### EXCERPTED PASSAGE
16.Finally, on the issue of the general damages awarded to the 1st and 2nd respondents, it was submitted that the damages were inordinately high, excessive and punitive; and that the damages ought to have been compensatory and not punitive as held in Gitobu Imanyara and 2 Others v Attorney General [2016] eKLR. See also Miti Breweries & Distillers Co Ltd v Attorney General and 2 others [2018] eKLR.
17.On his part, Mr Odongo for the Attorney General and the Kenya Forest Service substantially supported the appellants’ submissions. He submitted that under the Fourth Schedule of the Constitution, County Governments are vested with powers to deal with conservation of forests. This power is reiterated under section 21 of the Forest Conservation and Management Act, 2015. It was submitted that in order to conserve forests, County Governments are required to enact legislation under Article 185(2) so as to give effect to the conservation function. According to Mr. Odongo, it is upon this basis that the appellants enacted the impugned legislation which was said to align properly with Article 209(4) of the Constitution. In sum, he submitted that the appellants were justified in enacting the impugned legislation.
18.Mr Kibe highlighted the 1st and 2nd respondent’s written submissions dated June 11, 2021. He submitted that the 1st and 2nd respondents were duly licensed by the Kenya Forest Service, (the 4th respondent), to harvest forest produce from State forests pursuant to the latter’s mandate under section 4 of the Forest Act, 2015. It was submitted that pursuant to the provisions of Article 62(3) of the Constitution and section 2 of the Forest Act, 2015, State forests are vested in the National Government and not County Governments and it is the 4th respondent who had the mandate to collect all revenue and charges due to the National Government in regard to forest resources, produce and services.
19.Counsel further submitted that the appellants lacked legal framework for imposing taxes on forest exploitation in the absence of an enabling Act of Parliament. Additionally, that contrary to the allegation that the levied cess was to be utilized by the 1st appellant to maintain roads on which the 1st and 2nd respondents transport the forest produce, the 1st appellant did not avail any evidence to show that it indeed maintains any of those roads as alleged.

### WHAT TO WORK ON
Rewrite the judgment excerpt from the words "18.Mr Kibe highlighted" through the words "produce and services.", and substitute "public forests" for each occurrence of "State forests". The material that comes next isn't needed.

### SUPPLIED DATA

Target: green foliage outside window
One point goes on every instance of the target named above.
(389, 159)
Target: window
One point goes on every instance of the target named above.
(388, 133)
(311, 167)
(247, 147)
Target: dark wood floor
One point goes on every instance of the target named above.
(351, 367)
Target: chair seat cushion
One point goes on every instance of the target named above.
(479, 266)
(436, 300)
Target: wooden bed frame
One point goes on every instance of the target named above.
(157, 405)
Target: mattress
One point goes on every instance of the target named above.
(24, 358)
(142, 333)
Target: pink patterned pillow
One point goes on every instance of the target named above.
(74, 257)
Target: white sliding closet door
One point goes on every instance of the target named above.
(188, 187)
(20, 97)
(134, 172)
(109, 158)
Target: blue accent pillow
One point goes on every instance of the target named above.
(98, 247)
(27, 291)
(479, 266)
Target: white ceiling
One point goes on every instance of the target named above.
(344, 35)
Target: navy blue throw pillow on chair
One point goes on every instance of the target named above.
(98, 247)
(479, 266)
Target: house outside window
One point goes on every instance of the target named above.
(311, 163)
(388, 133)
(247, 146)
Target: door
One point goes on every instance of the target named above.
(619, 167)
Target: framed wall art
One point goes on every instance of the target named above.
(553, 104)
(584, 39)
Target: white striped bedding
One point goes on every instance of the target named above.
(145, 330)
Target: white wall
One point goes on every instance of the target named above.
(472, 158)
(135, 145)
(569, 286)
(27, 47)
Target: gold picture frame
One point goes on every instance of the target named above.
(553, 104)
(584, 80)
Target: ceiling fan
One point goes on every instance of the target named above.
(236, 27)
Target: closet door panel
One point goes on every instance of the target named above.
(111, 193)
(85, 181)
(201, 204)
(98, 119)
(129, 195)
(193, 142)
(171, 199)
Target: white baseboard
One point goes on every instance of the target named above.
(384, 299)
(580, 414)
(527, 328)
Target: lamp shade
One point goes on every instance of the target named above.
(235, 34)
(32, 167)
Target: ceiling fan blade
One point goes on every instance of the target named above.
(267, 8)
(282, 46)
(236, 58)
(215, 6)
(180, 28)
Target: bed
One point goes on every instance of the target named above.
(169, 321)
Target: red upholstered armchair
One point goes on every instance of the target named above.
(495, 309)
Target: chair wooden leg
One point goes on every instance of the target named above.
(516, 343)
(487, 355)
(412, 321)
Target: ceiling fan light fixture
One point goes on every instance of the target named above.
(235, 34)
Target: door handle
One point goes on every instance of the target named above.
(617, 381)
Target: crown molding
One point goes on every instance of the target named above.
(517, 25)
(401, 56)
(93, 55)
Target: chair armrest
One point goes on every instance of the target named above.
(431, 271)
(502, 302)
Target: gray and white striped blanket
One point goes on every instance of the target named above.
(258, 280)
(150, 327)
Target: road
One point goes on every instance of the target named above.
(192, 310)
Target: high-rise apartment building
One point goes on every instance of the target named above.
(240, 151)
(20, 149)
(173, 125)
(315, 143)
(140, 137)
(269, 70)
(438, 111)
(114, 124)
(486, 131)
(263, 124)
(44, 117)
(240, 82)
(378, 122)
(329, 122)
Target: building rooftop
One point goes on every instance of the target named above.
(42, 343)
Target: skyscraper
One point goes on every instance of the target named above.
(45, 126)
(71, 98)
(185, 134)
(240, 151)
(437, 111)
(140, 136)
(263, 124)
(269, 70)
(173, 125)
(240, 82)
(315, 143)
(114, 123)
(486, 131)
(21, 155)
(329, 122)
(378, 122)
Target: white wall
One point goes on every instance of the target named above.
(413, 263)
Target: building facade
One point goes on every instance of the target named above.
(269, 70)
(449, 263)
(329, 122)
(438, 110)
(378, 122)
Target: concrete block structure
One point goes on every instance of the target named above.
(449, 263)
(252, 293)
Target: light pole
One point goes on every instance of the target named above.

### SOLVED PROBLEM
18.Mr Kibe highlighted the 1st and 2nd respondent’s written submissions dated June 11, 2021. He submitted that the 1st and 2nd respondents were duly licensed by the Kenya Forest Service, (the 4th respondent), to harvest forest produce from public forests pursuant to the latter’s mandate under section 4 of the Forest Act, 2015. It was submitted that pursuant to the provisions of Article 62(3) of the Constitution and section 2 of the Forest Act, 2015, public forests are vested in the National Government and not County Governments and it is the 4th respondent who had the mandate to collect all revenue and charges due to the National Government in regard to forest resources, produce and services.